TFix: Learning to Fix Coding Errors with a Text-to-Text Transformer

TFix is a state-of-the-art system for automatically fixing coding errors in programs. The key idea behind TFix is to leverage a large text-to-text Transformer pre-trained on natural languages. This design allows TFix to apply a knowledge transfer between natural and programming languages. In addition to that, TFix is fine-tuned jointly on 52 different error types, which allows it to learn typical patterns across various error types together.

Paper

The paper can be found under this and this link.

If you find our paper useful, please cite:

@inproceedings{Berabi2021TFixLT,
  title={TFix: Learning to Fix Coding Errors with a Text-to-Text Transformer},
  author={Berkay Berabi and Jingxuan He and Veselin Raychev and Martin T. Vechev},
  booktitle={ICML},
  year={2021}
}

Citation for other formats like Endnote, APA and a more detailed BibTeX citation can be found here at the very bottom.

Setup

To use TFix, you need Python 3. First create a virtual environment and install the dependencies:

python3 -m venv venv_tfix
source venv_tfix/bin/activate
pip install -r requirements.txt

Note that you may need to install torch, torchvision and torchtext according to your GPU and CUDA version.

Dataset and Models

The dataset and trained models used in our experiments are available under this link. Download and unzip them into the same directory as the code. We used the model named t5large for TFix.

The dataset contains a metadata for each data point (buggy-fixed code pair). The metadata is described in the table below.

Fields	Description
source_code	The code patch around the error that is fed to the model.
target_code	The corresponding fixed version of the buggy patch. It is fed to the model as target output.
repo	The repository from which the sample was extracted. Ignore the local path `/data/all/data`
source_changeid	The commit id of the file with the bug
target_changeid	The commit id of the file with the fix
source_filename	The name of the file with the bug
target_filename	The name of the file with the fix
source_file	It contains a larger patch around the bug that was used for debugging purposes. The name is misleasind since it does not contain the whole file.
target_file	It contains a larger patch around the fix that was used for debugging purposes. The name is misleasind since it does not contain the whole file.

Dataset excerpt:
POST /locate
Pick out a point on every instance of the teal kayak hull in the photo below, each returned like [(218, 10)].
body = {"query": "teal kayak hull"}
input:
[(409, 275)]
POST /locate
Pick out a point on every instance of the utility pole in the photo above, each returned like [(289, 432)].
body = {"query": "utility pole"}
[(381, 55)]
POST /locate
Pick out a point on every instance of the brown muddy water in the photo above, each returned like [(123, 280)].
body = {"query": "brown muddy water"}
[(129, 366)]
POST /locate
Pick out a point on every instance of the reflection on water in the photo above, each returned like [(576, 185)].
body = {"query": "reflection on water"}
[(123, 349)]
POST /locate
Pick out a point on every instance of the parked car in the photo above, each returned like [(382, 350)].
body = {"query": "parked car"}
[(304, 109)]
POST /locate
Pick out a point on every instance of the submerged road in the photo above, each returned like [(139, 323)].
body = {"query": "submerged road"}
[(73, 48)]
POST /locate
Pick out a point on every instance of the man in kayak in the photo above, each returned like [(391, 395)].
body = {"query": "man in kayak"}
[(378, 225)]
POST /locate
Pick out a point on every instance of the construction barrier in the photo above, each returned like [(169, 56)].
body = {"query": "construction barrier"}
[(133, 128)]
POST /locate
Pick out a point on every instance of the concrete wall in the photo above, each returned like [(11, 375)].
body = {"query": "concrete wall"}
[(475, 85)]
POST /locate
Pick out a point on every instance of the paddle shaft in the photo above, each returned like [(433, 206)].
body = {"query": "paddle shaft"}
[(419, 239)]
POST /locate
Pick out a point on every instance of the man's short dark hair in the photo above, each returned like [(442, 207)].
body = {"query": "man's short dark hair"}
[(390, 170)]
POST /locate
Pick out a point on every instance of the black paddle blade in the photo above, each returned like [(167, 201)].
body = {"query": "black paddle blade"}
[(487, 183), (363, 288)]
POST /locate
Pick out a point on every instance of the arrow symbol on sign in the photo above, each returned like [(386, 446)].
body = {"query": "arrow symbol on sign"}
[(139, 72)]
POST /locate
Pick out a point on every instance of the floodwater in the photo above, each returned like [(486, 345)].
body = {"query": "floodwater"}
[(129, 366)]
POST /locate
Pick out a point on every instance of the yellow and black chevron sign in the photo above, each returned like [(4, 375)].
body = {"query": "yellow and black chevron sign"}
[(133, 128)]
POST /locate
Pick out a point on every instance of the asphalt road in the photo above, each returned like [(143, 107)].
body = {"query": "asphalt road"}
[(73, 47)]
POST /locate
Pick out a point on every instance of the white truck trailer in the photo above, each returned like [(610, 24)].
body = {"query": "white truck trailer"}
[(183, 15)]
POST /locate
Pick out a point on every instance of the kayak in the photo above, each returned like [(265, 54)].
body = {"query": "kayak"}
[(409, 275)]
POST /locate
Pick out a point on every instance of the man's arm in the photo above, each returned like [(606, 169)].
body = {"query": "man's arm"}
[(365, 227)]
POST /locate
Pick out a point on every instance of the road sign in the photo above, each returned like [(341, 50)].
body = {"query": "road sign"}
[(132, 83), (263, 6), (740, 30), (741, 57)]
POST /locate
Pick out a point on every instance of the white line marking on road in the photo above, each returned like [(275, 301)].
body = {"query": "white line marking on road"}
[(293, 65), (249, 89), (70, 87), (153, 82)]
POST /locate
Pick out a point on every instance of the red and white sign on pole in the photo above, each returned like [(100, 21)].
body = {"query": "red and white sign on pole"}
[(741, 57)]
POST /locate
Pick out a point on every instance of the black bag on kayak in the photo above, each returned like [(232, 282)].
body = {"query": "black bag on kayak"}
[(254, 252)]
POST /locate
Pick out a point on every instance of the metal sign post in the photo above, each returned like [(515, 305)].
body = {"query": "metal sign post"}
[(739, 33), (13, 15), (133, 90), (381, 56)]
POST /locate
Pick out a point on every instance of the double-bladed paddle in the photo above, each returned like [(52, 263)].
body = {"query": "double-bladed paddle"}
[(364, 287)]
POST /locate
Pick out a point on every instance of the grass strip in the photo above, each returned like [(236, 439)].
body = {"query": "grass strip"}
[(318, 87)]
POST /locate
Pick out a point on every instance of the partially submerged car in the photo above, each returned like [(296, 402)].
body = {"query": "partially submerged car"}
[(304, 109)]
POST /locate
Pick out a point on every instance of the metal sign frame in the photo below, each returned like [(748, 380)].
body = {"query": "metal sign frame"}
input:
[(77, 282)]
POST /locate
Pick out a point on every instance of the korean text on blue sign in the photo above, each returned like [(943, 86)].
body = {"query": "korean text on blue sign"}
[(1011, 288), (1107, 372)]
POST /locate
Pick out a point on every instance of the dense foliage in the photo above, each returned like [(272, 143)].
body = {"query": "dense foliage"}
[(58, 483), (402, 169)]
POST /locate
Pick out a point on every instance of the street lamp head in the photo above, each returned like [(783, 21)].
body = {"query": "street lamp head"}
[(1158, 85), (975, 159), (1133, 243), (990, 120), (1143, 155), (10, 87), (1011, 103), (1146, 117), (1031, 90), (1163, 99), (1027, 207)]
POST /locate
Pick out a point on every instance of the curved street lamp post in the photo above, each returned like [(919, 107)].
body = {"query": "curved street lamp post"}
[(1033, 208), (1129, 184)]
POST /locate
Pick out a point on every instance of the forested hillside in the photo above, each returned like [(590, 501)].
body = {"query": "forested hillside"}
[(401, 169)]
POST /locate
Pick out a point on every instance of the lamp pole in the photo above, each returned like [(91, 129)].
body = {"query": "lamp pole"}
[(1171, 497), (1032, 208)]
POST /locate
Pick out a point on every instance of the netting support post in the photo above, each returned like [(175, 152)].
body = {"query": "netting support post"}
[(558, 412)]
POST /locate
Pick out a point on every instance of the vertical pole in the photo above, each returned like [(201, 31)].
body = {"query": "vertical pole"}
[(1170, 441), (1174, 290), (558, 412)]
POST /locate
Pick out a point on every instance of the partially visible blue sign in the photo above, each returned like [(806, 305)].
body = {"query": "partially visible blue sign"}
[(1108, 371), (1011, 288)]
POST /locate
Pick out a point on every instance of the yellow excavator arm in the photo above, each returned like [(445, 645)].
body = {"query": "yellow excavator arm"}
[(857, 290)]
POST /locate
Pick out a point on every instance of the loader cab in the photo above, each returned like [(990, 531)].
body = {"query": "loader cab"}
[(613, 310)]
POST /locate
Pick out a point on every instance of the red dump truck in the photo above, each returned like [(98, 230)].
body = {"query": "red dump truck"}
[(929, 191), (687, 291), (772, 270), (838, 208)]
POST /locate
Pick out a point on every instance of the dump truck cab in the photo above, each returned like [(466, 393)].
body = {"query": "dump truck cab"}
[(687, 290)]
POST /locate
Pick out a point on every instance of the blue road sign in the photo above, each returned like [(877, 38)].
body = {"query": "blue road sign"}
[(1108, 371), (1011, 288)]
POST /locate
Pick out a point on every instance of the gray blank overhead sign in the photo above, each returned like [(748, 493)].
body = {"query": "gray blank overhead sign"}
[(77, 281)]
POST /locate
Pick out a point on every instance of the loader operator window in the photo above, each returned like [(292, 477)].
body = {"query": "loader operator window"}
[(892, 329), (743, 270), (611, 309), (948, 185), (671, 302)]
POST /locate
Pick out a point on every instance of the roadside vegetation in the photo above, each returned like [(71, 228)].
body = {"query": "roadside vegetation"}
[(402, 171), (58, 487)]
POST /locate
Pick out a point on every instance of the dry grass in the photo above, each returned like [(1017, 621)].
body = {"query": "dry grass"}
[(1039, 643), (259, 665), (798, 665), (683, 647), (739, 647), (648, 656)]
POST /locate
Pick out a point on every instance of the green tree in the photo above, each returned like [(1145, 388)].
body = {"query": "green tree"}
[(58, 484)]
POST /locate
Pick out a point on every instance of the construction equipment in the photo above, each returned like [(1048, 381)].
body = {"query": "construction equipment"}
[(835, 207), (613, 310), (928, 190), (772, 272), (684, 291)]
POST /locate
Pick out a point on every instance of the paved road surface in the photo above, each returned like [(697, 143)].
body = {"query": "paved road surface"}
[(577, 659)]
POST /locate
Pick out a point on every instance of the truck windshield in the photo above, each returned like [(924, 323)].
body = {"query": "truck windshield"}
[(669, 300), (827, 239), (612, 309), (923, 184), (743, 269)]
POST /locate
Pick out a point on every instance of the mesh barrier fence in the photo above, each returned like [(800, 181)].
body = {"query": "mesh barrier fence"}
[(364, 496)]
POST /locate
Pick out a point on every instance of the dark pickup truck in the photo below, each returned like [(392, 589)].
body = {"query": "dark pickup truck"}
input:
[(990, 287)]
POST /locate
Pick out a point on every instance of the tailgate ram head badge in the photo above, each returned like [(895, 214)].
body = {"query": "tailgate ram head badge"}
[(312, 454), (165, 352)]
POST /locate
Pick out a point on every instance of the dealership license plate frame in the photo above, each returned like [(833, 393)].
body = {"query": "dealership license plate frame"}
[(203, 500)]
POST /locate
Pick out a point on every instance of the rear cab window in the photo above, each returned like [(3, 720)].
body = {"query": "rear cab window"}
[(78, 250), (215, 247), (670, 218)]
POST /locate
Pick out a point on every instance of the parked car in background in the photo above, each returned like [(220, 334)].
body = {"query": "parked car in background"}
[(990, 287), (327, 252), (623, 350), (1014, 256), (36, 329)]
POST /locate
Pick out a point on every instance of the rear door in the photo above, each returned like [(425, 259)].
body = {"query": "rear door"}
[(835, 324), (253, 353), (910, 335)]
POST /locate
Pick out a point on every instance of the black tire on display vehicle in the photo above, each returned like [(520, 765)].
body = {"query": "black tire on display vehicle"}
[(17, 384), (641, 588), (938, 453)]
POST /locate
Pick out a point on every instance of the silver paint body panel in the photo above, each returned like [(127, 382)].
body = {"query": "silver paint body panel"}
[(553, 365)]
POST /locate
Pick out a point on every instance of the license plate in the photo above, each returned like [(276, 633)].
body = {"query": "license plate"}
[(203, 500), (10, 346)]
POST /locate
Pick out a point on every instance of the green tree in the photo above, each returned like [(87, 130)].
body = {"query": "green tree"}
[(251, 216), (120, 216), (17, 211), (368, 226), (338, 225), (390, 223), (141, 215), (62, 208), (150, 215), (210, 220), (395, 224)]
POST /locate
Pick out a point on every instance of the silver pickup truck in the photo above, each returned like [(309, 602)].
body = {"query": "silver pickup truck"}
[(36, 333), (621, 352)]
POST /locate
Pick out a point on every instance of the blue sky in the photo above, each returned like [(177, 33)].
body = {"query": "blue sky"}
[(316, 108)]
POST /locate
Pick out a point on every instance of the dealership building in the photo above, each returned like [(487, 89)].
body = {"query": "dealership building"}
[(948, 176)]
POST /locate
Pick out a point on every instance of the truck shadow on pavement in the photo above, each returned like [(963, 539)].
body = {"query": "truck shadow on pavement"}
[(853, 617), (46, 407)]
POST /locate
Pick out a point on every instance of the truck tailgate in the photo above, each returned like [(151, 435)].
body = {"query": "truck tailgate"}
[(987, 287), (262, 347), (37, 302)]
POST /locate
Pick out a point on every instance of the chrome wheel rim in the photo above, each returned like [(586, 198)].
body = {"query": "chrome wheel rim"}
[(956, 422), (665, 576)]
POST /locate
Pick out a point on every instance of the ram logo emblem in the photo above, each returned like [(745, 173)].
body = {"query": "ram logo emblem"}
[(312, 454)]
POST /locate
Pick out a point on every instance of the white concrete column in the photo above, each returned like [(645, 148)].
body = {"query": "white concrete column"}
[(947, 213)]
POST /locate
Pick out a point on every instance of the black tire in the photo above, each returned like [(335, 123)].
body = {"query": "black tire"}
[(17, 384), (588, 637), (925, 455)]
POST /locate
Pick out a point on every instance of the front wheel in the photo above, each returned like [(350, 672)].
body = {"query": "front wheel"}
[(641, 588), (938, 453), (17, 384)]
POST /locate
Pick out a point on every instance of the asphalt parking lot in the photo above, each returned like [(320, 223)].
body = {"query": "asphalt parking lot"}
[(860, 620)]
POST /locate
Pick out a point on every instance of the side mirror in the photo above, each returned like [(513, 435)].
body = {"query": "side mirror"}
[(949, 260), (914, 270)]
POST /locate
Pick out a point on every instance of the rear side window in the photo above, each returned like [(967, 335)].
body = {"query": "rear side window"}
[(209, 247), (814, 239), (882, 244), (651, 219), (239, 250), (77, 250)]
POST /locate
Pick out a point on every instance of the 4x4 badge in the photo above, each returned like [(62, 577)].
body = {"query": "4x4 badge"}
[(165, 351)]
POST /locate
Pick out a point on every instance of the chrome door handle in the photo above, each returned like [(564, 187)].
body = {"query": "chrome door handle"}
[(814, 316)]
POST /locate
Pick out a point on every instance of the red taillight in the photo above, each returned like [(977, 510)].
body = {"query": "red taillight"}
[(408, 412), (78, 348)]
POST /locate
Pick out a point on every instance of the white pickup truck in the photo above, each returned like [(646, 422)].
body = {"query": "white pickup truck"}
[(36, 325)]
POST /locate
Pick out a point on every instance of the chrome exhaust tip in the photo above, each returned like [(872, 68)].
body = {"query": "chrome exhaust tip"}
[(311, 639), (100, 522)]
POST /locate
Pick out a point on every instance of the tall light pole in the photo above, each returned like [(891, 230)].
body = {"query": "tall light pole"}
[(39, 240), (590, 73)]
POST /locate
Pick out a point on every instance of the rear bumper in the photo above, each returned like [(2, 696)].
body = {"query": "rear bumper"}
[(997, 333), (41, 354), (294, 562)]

§ **Actions to take**
(1) How would you render this sentence from the TFix page in Spanish: "The key idea behind TFix is to leverage a large text-to-text Transformer pre-trained on natural languages."
(2) Which lines of the records contain the string "support"? Pull out each of them.
The text and the records are unrelated to each other.

§ **Exercise responses**
(1) La idea clave de TFix es aprovechar un gran Transformer de texto a texto preentrenado en lenguajes naturales.

(2)
Pick out a point on every instance of the netting support post in the photo above, each returned like [(175, 152)].
body = {"query": "netting support post"}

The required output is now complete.